##### LISTED RECORDS #####

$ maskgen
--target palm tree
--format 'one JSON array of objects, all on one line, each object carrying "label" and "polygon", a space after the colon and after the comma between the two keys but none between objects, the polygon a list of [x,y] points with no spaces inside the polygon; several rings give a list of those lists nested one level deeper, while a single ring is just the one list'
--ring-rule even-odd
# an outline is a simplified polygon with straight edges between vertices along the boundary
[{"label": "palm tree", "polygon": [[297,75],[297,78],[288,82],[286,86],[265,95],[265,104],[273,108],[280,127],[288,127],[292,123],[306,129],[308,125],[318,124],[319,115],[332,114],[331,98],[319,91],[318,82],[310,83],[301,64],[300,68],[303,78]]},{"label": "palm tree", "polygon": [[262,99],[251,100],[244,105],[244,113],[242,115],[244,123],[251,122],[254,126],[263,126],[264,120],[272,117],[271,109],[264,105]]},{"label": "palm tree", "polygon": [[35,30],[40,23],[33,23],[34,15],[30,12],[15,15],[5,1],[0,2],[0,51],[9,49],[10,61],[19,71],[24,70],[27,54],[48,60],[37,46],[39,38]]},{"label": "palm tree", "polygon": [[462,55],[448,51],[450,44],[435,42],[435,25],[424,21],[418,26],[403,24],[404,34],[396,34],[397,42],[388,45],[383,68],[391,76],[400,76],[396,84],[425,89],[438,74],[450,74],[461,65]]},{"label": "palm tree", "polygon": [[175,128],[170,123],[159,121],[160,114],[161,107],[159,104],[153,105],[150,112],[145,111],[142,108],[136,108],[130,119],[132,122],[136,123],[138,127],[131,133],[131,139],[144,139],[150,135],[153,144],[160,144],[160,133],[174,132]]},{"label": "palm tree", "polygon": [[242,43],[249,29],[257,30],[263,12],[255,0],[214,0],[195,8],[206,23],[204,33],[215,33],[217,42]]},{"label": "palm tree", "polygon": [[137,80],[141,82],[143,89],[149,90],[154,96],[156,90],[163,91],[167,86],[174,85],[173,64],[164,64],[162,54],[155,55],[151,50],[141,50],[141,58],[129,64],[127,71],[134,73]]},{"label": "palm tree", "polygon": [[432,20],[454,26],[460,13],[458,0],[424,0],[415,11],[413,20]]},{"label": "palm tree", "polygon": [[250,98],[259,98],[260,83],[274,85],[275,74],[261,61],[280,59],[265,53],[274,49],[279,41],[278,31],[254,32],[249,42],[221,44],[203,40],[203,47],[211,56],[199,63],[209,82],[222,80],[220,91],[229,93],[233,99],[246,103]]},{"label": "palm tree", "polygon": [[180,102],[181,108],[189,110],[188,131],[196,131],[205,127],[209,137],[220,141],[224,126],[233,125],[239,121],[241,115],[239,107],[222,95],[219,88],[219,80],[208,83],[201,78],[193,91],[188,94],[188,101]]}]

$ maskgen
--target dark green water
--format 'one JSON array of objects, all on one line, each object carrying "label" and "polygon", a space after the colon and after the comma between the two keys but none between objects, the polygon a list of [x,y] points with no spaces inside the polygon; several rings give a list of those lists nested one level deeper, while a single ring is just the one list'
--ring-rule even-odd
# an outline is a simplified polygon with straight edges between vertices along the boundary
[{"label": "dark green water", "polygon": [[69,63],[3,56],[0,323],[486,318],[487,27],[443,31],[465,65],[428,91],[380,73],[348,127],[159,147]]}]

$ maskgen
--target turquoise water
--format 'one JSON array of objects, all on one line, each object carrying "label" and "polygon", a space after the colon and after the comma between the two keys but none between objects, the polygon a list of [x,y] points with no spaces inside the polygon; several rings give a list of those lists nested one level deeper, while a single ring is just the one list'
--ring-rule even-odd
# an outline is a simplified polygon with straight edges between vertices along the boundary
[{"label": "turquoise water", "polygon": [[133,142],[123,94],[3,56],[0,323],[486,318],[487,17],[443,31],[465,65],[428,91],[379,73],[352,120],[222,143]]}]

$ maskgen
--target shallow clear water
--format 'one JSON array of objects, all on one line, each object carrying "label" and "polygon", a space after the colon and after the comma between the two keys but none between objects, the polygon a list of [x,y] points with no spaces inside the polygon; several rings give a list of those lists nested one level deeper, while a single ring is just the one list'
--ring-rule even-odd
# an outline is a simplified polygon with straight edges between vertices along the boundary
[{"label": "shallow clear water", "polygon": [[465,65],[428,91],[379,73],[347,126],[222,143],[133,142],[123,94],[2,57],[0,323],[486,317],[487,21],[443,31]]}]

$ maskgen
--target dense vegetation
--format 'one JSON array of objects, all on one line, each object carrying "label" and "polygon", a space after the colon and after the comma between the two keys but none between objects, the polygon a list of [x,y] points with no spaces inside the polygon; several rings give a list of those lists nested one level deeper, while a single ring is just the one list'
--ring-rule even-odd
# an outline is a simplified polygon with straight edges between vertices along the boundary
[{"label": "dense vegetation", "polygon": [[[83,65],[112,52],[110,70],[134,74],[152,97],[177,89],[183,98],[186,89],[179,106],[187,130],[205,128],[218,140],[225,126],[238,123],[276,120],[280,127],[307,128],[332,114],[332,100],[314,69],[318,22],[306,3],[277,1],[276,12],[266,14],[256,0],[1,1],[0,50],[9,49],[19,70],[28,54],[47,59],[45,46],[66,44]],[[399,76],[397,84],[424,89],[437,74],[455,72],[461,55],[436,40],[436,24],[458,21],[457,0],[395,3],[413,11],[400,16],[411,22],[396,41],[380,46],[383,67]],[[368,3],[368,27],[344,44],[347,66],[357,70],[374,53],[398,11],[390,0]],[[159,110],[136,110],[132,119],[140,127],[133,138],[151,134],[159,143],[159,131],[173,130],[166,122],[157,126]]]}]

#####

* _SHORT PROBLEM_:
Pull out every line of the listing that contains the word "water", and copy each one in full.

* _EXERCISE RESPONSE_:
--target dark green water
[{"label": "dark green water", "polygon": [[69,63],[3,56],[0,323],[486,318],[487,27],[443,31],[465,65],[428,91],[380,73],[348,127],[159,147]]}]
--target turquoise water
[{"label": "turquoise water", "polygon": [[133,142],[123,94],[3,56],[0,323],[486,318],[487,17],[443,31],[465,65],[428,91],[379,73],[352,120],[222,143]]}]
--target shallow clear water
[{"label": "shallow clear water", "polygon": [[465,65],[428,91],[379,73],[347,126],[222,143],[133,142],[123,94],[2,57],[0,323],[486,317],[487,21],[443,31]]}]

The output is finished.